→ **Written problem**: Without altering anything, output the material below.
**** Records for the task
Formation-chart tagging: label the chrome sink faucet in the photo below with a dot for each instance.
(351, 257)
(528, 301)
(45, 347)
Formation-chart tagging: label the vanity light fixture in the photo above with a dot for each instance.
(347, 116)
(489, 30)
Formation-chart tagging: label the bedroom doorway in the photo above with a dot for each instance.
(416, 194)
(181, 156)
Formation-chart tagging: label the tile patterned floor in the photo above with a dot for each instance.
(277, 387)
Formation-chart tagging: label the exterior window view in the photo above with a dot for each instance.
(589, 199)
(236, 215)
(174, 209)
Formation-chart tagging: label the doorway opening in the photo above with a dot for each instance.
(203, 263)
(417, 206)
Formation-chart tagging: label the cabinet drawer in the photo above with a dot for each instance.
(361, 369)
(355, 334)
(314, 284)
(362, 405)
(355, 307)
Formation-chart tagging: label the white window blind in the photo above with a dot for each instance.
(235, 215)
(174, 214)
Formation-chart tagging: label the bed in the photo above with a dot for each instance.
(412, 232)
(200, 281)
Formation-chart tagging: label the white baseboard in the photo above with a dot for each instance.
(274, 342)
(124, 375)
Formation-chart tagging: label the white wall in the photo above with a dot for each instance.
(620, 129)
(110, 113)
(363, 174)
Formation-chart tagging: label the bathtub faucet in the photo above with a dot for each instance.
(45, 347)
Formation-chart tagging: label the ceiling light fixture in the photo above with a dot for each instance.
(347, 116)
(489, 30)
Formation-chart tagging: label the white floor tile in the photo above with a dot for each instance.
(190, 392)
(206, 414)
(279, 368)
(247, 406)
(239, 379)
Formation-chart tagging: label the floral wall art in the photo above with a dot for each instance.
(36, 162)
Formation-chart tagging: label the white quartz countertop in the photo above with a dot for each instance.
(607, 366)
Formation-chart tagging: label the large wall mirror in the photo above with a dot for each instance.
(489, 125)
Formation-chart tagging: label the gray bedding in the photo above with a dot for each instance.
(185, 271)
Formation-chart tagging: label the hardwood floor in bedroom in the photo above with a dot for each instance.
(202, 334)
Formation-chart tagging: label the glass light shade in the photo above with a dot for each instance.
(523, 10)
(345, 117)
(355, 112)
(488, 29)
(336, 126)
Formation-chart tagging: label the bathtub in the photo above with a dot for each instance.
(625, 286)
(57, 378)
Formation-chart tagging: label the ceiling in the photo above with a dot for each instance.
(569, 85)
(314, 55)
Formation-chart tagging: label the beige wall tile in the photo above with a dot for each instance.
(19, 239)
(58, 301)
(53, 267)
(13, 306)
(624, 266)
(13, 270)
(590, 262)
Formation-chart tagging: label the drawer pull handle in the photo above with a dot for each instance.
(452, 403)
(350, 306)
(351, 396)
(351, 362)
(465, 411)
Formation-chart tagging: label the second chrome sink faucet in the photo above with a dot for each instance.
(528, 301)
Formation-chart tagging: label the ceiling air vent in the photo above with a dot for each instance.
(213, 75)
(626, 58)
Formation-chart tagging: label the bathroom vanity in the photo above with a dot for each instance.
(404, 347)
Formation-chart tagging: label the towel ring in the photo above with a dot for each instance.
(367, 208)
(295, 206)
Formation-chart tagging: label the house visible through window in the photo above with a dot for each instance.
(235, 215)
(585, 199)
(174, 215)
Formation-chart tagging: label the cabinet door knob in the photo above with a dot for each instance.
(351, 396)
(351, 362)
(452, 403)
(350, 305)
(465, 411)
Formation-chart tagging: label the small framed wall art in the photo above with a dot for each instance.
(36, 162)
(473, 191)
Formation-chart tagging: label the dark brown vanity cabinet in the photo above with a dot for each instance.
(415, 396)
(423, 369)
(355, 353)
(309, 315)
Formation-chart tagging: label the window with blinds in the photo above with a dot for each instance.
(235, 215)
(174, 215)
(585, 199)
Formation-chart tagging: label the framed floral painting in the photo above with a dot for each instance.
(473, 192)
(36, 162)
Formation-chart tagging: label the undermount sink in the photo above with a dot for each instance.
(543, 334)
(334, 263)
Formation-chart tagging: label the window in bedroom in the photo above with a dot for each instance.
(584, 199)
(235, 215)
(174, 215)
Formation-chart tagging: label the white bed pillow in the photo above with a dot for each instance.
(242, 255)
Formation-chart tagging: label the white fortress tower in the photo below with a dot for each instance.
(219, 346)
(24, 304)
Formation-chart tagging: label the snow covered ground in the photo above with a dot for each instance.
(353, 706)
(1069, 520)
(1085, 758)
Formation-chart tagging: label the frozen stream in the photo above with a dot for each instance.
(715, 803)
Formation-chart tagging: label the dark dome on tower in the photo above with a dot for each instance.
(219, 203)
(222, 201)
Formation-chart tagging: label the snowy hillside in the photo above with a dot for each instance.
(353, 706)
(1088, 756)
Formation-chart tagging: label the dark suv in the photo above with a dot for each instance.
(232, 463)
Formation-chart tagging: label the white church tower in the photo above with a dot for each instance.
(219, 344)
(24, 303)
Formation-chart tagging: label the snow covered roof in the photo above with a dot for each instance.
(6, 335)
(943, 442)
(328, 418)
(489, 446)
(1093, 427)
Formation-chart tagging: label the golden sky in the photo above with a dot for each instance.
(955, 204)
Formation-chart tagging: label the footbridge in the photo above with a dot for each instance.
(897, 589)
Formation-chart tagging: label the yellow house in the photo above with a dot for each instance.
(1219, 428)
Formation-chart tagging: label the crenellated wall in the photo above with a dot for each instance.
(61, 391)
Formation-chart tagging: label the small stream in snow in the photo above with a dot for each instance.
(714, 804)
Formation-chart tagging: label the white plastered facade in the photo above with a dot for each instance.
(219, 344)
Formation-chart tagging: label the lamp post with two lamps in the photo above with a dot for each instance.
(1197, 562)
********
→ **Worked answer**:
Formation-chart tagging: label the chrome sink faucet in the photo below with a dot for each instance.
(351, 257)
(528, 301)
(45, 347)
Formation-chart tagging: label the vanity light fixture in the photo above with a dot for each instance.
(347, 116)
(489, 30)
Formation-chart tagging: label the bedroom doorway in the photo above with a dot for each instance.
(416, 194)
(181, 156)
Formation-chart tagging: label the tile patterned floor in the photo above with a dot for each instance.
(277, 387)
Formation-chart tagging: label the exterior window view in the photo above with a dot for each instance.
(589, 199)
(236, 215)
(174, 209)
Formation-chart tagging: label the doorway opening in the photo above with a dot for each instance.
(203, 263)
(417, 206)
Formation-chart tagging: label the cabinet drawer in the photo above with a dot for each instance.
(361, 369)
(355, 334)
(314, 284)
(362, 405)
(355, 307)
Formation-chart tagging: label the white window blind in the photo above with a dot for each instance.
(235, 215)
(174, 214)
Formation-chart tagging: label the bed in the photo above with a dot for each instance.
(412, 232)
(200, 281)
Formation-chart tagging: label the white baseboard in the photo above with a dot for each instance.
(274, 342)
(124, 375)
Formation-chart tagging: label the white wall in the photo above with a dot for each instance.
(620, 129)
(110, 113)
(363, 174)
Formation-chart tagging: label the bathtub faucet in the photo above with a dot for each instance.
(45, 347)
Formation-chart tagging: label the ceiling light fixture in the photo above with a dot for each instance.
(347, 116)
(489, 30)
Formation-chart tagging: label the white floor tile in the photo above with a dot for each instance.
(190, 392)
(206, 414)
(279, 368)
(247, 406)
(239, 379)
Formation-chart tagging: label the floral wall art in the photo above with a dot for each instance.
(36, 162)
Formation-chart tagging: label the white quartz countertop in the photo above with a dot for each instance.
(607, 366)
Formation-chart tagging: label the large wall mirror in the photo above with a dot for each instance.
(489, 125)
Formation-chart tagging: label the gray bedding in the photo above with a dot for each instance.
(185, 271)
Formation-chart tagging: label the hardwood floor in bedroom in the photo above with a dot for each instance.
(202, 334)
Formation-chart tagging: label the glass light shade in the photo above with a dot for each instance.
(523, 10)
(345, 117)
(355, 112)
(488, 29)
(336, 126)
Formation-chart tagging: label the bathtub in the photo above with a dot for each instance.
(625, 286)
(57, 378)
Formation-chart tagging: label the ceiling in the photo above with a dot for each instance.
(569, 85)
(314, 55)
Formation-chart tagging: label the beige wall tile in the photo above with a dot for each instance.
(19, 239)
(58, 301)
(53, 267)
(13, 306)
(624, 266)
(13, 270)
(590, 262)
Formation-chart tagging: label the drawer pull handle in the photo above with a dot for each instance.
(452, 403)
(350, 306)
(351, 396)
(351, 362)
(465, 411)
Formation-chart tagging: label the second chrome sink faucet in the photo above with a dot for each instance.
(528, 301)
Formation-chart tagging: label the ceiling air vent in the photo above with a dot for each instance.
(213, 75)
(626, 58)
Formation-chart tagging: label the bathroom vanity in the photo above with a dot for each instance.
(404, 347)
Formation-chart tagging: label the towel ring in the photo above with a dot for each instance.
(367, 208)
(295, 206)
Formation-chart tagging: label the house visible through window in the photo above with a dot for each instance.
(235, 215)
(585, 199)
(174, 215)
Formation-chart tagging: label the cabinet door knob in the photo above with a dot for each instance.
(351, 396)
(351, 362)
(452, 403)
(350, 305)
(465, 411)
Formation-chart tagging: label the small framed wall art in the photo above with a dot for each instance.
(36, 162)
(473, 191)
Formation-chart tagging: label the dark brown vanity cabinet in the photo above with a dot for each instance.
(415, 396)
(423, 369)
(355, 353)
(309, 315)
Formation-chart tagging: label the window with blinds in the photo above with a dot for each instance.
(235, 215)
(174, 215)
(585, 199)
Formation-chart tagging: label the framed floral painting in the photo above with a dot for each instance.
(473, 192)
(36, 162)
Formation-chart tagging: label the undermount sink in the photo above with a dot for each instance.
(543, 334)
(334, 263)
Formation-chart tagging: label the window in bedroom in the photo above with a dot for each instance.
(584, 199)
(235, 215)
(174, 215)
Formation-chart tagging: label the white bed pillow in the photo above with a dot for each instance.
(242, 255)
Formation-chart tagging: label the white fortress tower in the photo below with a dot for each instance.
(219, 346)
(24, 304)
Formation-chart tagging: label the snow covered ground in the photo above with a dot for each instance.
(353, 706)
(1069, 520)
(1085, 758)
Formation-chart tagging: label the frozen stream in the photo above with a dot for each instance.
(715, 803)
Formation-chart tagging: label the dark dome on tower in the photo above with a dot for each instance.
(219, 203)
(222, 201)
Formation-chart tagging: label the snowy hillside in the photo above with a dot for each instance.
(353, 706)
(1088, 756)
Formation-chart tagging: label the dark suv in the photo above with a dot for each instance.
(232, 463)
Formation-chart tagging: label the white church tower in the photo above with a dot for each instance.
(219, 344)
(24, 303)
Formation-chart tagging: label the snow covered roof in the photo above with a dot for each instance.
(6, 335)
(943, 442)
(328, 418)
(489, 446)
(1093, 427)
Formation-chart tagging: label the golden sky in the photo above with a dot for each instance.
(955, 204)
Formation-chart tagging: label the footbridge in the photo above with a dot for each instance.
(897, 589)
Formation-chart tagging: label the yellow house in the photo above with a dot for each instance.
(1219, 428)
Formation-chart tagging: label the crenellated wall in the photo above with a dot for each instance.
(61, 391)
Formation-chart tagging: label the small stream in snow in the photo above with a dot for each instance.
(714, 804)
Formation-chart tagging: label the white plastered facade in the photo above with a dot for each instance.
(219, 344)
Formation-chart tagging: label the lamp post with two lamps in the photo above with a dot for each instance.
(1197, 562)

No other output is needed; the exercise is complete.